● TEXT EXCERPT
————————

But once again, Menger is not rendering some idealized version of the world. Real actors will not simply trade and trade forever, using their labor energies to shift goods from one holder to another. Rather, the limitations on trade are the same limitations on any other kinds of economic activity—economizing, profit‐maximizing individuals will stop so soon as they perceive they have reached the marginal limit of rewards for trade. In the real world, people may make mistakes when trading and they may regret their decisions over time, and the number or magnitude of mistakes stake out the limits of one’s economic practicality. In other words, people may do all sorts of kooky things—they are free agents, after all—but economic activity is that which increases overall satisfaction in society. From these basic principles of value and exchange, Menger builds significant portions of economics—a theory of prices in economic isolation, monopolies, and open markets; the differences between use and exchange value; and a theory of the commodity with its attendant theory of money. And while successive generations of Austrians have modified Menger’s theories in important ways, his insights into value theory, subjectivity, and his strict causal realist approach to the social sciences have remained important—and essentially unchanged—bedrocks ever since.
By Carl Menger
Principles of Economics
Trans. James Dingwall and Bert F. Hoselitz. Institute for Humane Studies. 1976. Originally Published: 1871.
Chapter IV: The Theory of Exchange
1. The Foundations of Economic Exchange
“Whether the propensity of men to truck, barter, and exchange one thing for another be one of the original principles in human nature, or whether it be the necessary consequence of the faculties of reason and speech,” or what other causes induce men to exchange goods, is a question Adam Smith left unanswered. The eminent thinker remarks only that it is certain that the propensity to barter and exchange is common to all men and is found in no other species of animals.
First, in order to clarify the problem, suppose that two neighboring farmers each have a great abundance of the same kind of barley after a good harvest, and that there are no barriers to an actual exchange of quantities of barley between them. In this case, the two farmers could give free rein to their propensity to trade, and could exchange 100 bushels or any other quantity of barley back and forth between themselves. Although there is no reason why they should desist from trading in this case if the exchange of goods, by itself, affords pleasure to the participants, I believe nothing is more certain than that these two individual swill forgo trade altogether. If they should nevertheless engage in this sort of exchange, they would be in danger, precisely because of their enjoyment of trade under such circumstances, of being regarded as insane by other economizing individuals.
Suppose now that a hunter has a great abundance of furs, and hence of materials for clothing, but only a very small store of foodstuffs. His need for clothing is thus fully provided for but his need for food only inadequately. A nearby farmer is assumed to be in precisely the opposite position. Suppose too that there are no barriers to an exchange of the hunter’s foodstuffs for the farmer’s clothing materials. It is evident that an exchange of goods is still less likely in this case than in the first one. If the hunter should exchange a portion of his scanty store of food for a portion of the farmer’s equally scanty stock of furs, the hunter’s surplus clothing materials and the farmer’s surplus of foodstuffs would both become even greater then before the exchange. Since satisfaction of the hunter’s need for food and satisfaction of the farmer’s need for clothing were already insufficiently provided for, the economic position of the traders would be decidedly worsened. No one can maintain, therefore, that these two economizing individuals would experience pleasure from such an exchange. Onn the contrary, nothing is more certain than that the hunter and farmer will both most firmly resist offers to engage in a trade that would definitely reduce their well‐being, or possibly even endanger their lives. If an exchange of this sort had nevertheless taken place, the two men would have nothing more urgent to do than to revoke it.

————————

● RECORDS SUPPLIED
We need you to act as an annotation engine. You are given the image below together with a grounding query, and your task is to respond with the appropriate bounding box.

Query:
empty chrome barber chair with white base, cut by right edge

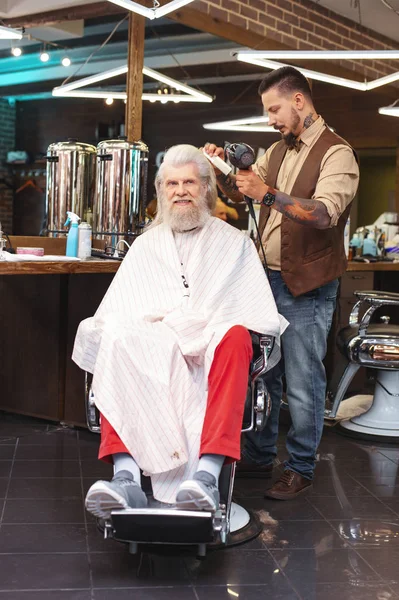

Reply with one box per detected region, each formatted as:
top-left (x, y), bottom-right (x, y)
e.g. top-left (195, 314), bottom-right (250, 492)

————————

● EXPLORE THE MATERIAL
A: List every person named in the Menger text.
B: Answer these questions using the Menger text:
(i) In what year was Principles of Economics originally published?
(ii) What grain do the two neighboring farmers each have in great abundance?
(iii) What does the hunter have a great abundance of?
C: Rewrite the part of the Menger text starting at "Chapter IV: The" and ending at "species of animals.", changing "barter" to "trade".

● RESPONSES BY ITEM NUMBER
A:
Carl Menger
James Dingwall
Bert F. Hoselitz
Adam Smith

B:
(i) 1871
(ii) Barley
(iii) Furs

C:
Chapter IV: The Theory of Exchange
1. The Foundations of Economic Exchange
“Whether the propensity of men to truck, trade, and exchange one thing for another be one of the original principles in human nature, or whether it be the necessary consequence of the faculties of reason and speech,” or what other causes induce men to exchange goods, is a question Adam Smith left unanswered. The eminent thinker remarks only that it is certain that the propensity to trade and exchange is common to all men and is found in no other species of animals.